** Opening INFORMATION GIVEN block **

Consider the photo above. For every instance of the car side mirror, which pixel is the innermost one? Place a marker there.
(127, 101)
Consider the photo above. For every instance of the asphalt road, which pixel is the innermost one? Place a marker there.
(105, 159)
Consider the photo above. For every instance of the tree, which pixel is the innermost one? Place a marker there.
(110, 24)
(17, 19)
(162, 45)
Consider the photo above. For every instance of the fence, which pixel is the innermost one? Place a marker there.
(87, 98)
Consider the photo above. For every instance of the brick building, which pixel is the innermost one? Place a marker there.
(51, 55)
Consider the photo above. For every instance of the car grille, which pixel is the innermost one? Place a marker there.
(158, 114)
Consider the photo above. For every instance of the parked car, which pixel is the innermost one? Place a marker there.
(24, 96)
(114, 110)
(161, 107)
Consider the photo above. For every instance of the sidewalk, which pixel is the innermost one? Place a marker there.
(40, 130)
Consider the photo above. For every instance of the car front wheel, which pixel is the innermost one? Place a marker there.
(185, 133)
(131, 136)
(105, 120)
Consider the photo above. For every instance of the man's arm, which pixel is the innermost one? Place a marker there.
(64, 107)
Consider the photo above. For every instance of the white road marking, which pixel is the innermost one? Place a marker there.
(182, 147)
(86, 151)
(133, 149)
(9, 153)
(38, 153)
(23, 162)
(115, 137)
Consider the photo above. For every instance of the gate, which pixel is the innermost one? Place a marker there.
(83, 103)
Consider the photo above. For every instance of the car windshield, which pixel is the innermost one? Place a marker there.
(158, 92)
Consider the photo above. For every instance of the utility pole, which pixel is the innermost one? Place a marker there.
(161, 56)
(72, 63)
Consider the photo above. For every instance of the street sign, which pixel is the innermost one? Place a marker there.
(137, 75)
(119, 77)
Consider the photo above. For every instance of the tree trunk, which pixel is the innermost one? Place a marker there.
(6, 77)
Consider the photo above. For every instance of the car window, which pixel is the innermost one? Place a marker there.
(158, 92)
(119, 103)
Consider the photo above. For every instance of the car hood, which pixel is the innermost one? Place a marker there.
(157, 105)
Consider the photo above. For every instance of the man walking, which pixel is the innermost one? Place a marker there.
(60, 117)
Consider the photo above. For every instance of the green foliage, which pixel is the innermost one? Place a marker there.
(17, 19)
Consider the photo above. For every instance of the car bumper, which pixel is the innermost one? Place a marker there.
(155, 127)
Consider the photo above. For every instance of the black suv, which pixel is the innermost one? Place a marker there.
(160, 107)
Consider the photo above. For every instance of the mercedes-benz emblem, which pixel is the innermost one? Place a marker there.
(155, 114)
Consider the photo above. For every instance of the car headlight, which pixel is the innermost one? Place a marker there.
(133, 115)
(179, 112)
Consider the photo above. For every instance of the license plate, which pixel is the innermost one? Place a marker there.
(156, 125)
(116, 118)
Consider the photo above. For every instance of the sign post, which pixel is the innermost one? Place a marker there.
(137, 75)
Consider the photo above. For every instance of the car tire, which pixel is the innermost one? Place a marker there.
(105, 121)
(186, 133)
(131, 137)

** Closing INFORMATION GIVEN block **

EXERCISE DIRECTIONS
Repeat the whole listing above exactly.

FINAL ANSWER
Consider the photo above. For every instance of the car side mirror, which pixel is the innermost one? Place a marker there.
(127, 101)
Consider the photo above. For every instance of the asphalt road, which pixel is the innermost one? Place a marker there.
(105, 159)
Consider the photo above. For every instance of the tree, which pixel is the innermost one? Place a marker there.
(110, 24)
(17, 19)
(162, 45)
Consider the photo above. For every instance of the fence, which pixel is the innermost one? Place a marker there.
(87, 98)
Consider the photo above. For every instance of the brick building, which pixel is the innermost one? Place a marker there.
(51, 55)
Consider the photo above. For every instance of the car grille, which pixel is the innermost one? Place a marker there.
(158, 114)
Consider the photo above. For every instance of the parked car, which pixel is the innermost one? Place a marker there.
(24, 96)
(114, 110)
(161, 107)
Consider the photo above. For every instance of the sidewalk, which pixel is the innermost one? Place a marker there.
(40, 130)
Consider the photo above. For every instance of the car front wheel, which pixel is the innermost one? Place a marker there.
(185, 133)
(131, 136)
(105, 120)
Consider the photo above. For every instance of the man's arm, which pixel is the innermost one? Place a marker there.
(64, 107)
Consider the photo above. For every instance of the white road marking, which pixel is the innermost one? Place a marker there.
(182, 147)
(86, 151)
(133, 149)
(9, 153)
(38, 153)
(23, 162)
(115, 137)
Consider the photo above. For every instance of the gate, which pixel is the innermost one? Place a marker there.
(83, 103)
Consider the photo above. For every instance of the car windshield, which pixel is the innermost one? Place a marker there.
(158, 92)
Consider the photo above. For every instance of the utility pole, which pixel is the innermost one? Place a marker there.
(161, 56)
(72, 63)
Consider the photo above. For every instance of the street sign, which pixel is the innermost one? Place a marker there.
(137, 75)
(119, 77)
Consider the photo above. For every instance of the tree trunk, which pixel is the innermost one? Place a marker there.
(6, 77)
Consider the photo above. For every instance of the car window, which pixel is the innermost one? Place a marker there.
(158, 92)
(119, 103)
Consider the photo above. For every instance of the car hood, which pixel is the innermost one? Place a marker there.
(157, 105)
Consider the photo above. For every instance of the man walking, which pixel is the innermost one? Place a marker there.
(60, 117)
Consider the photo above. For every instance of the green foliage, which pixel is the innermost one? Place a marker there.
(17, 19)
Consider the photo above. For every instance of the car bumper, which pixel is the innermost one? Place a marker there.
(155, 127)
Consider the photo above. For every instance of the black suv, which pixel is the innermost one? Place a marker there.
(160, 107)
Consider the photo above. For every instance of the mercedes-benz emblem, which pixel is the innermost one? Place a marker there.
(155, 114)
Consider the photo above. For every instance of the car headlight, which pixel is the innermost one? Place a marker there.
(133, 115)
(179, 112)
Consider the photo above. For every instance of the license plate, which pixel is the innermost one? Place a marker there.
(156, 125)
(116, 118)
Consider the photo above. For every instance of the sign post, which pixel is the innermost one? Place a marker there.
(137, 75)
Consider the photo above. For every instance of the car tire, which pixel is the innermost one? Place a marker there.
(105, 121)
(186, 133)
(131, 137)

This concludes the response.